Information shown:
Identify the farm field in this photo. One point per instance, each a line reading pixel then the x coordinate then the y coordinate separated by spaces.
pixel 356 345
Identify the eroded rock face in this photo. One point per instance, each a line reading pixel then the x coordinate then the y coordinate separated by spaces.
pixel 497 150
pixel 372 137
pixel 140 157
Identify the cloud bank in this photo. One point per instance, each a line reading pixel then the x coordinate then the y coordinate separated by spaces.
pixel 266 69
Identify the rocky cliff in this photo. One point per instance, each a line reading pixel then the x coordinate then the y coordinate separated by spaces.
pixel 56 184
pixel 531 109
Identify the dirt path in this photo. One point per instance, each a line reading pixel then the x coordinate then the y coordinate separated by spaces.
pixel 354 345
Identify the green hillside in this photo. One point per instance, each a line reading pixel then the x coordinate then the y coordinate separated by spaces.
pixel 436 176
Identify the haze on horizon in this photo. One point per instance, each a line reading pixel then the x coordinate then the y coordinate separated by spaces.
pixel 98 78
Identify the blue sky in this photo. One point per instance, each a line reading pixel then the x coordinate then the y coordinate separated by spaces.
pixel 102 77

Required work:
Can you reproduce all of the data above word for word, with every line in its original order?

Solution to this problem:
Identify the farm field in this photo. One point per instance, each a line reading pixel then the x coordinate then the y coordinate separated by spaces.
pixel 356 345
Identify the eroded rock face in this photo. One point per instance, each a line reading pixel then the x coordinate then the y coordinate separated by spaces.
pixel 497 150
pixel 372 137
pixel 140 157
Identify the cloud bank in this photo. One point per instance, each a line reading pixel then the x coordinate then the y coordinate separated by spaces.
pixel 266 69
Identify the rocky cliff in this photo. One point per instance, each a line reading pixel then the x coordinate then the y coordinate separated by spaces.
pixel 56 184
pixel 531 109
Identify the dirt path in this photo. One point per instance, each a line reading pixel then the x coordinate then the y coordinate separated by spaces.
pixel 354 345
Identify the green hillside in this photo. One point per instance, each a line reading pixel then the x coordinate then the y coordinate separated by spaces.
pixel 436 176
Identify the haze on horizon in this photo. One point per instance, each a line reading pixel then the x coordinate then the y coordinate separated by spaces.
pixel 98 78
Identify the blue sky in this photo. One point per instance, each a line reading pixel then the x coordinate then the y coordinate separated by spaces.
pixel 102 77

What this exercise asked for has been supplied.